Отрывок для чтения =
Мы начинаем с русской ситуации XVII века, когда Клавдиан впервые по­является в отечественной культуре. Структура работы, соотносимая с этапами восприятия римской литературы вообще, такова.

1) Период конца XVII ­– первой трети XVIII в. стоит определить как подго­товительный: римская литера­тура только готовится быть образцом для оригинального творче­ства, обычная форма ее активности в эту эпоху – цитаты в трактатах, примеры в про­поведях и ученых стихах. «Рус­ской предыс­тории» посвящена первая глава работы. Со второй половины XVII века до 1730-х го­дов простирается период, когда имя Клавдиана вкупе с его те­мати­кой и поэтикой ста­новится известно русским книжникам и начинается на­коп­ление знаний о нем; это эпоха жанрового инобытия Клавдиана – разобран­ный на сентенции, он вы­ступает как дидактический поэт в проповедях, этико-поли­тических трактатах и латиноязычных пособиях по риторике и поэтике. Сим­птоматическим образом первый известный нам перевод из Клавдиана – это вы­полненный на исходе XVII в. А.Коробовским перевод «речи Феодосия» из IV Cons., вписывающейся в хорошо известную и востребованную на Руси тради­цию «княжеских зерцал».

Исходные данные =
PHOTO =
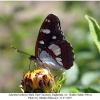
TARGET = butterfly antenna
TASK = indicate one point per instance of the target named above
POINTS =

Формулировка задания 1 =
Перепишите из отрывка о Клавдиане текст от слов «Мы начинаем с» до слов «литературы вообще, такова.» включительно.
Формулировка задания 2 =
Кто, согласно отрывку о Клавдиане, выполнил первый известный перевод из Клавдиана?
Формулировка задания 3 =
Напишите продолжение отрывка о Клавдиане, начиная сразу после его последнего предложения.
Приведённые строки в работе не используются.

Результат выполнения 1 =
Мы начинаем с русской ситуации XVII века, когда Клавдиан впервые по­является в отечественной культуре. Структура работы, соотносимая с этапами восприятия римской литературы вообще, такова.

Результат выполнения 2 =
А. Коробовский.

Результат выполнения 3 =
2) 1730-е – 1780-е гг. Этот период можно определить как рецепцию рим­ской поэзии способами, предопределенными самой римской поэзией: мы имеем в виду риторическую стратегию подражания и соревнования. Эпохе клас­си­цизма, когда рецепция его поэзии при­обрела систематический характер, посвя­щена центральная часть нашей работы. Клав­диан в эту эпоху выступает образцом высоких жанров, торжест­венной оды и героической по­эмы – его влия­тельности и транс­формациям в этих сферах посвящены вторая и третья главы на­шей ра­боты; Клав­диан интере­сен эпохе как целое – и на выходе из этой эпохи итог подведен попыт­кой М.И. Ильинского издать по-русски всего Клавдиана: ей по­священа четвертая глава.

3) Следующие полтора века (последняя четверть XVIII – начало XX) можно обобщить формулой «рецепция рим­ской поэзии с отказом от способов, предопределенных римской поэзией». Концепция оригинального творчества кардинально меняет пути освоения литературы, которая, казалось, вне ритори­ческого поля сущест­вовать не может.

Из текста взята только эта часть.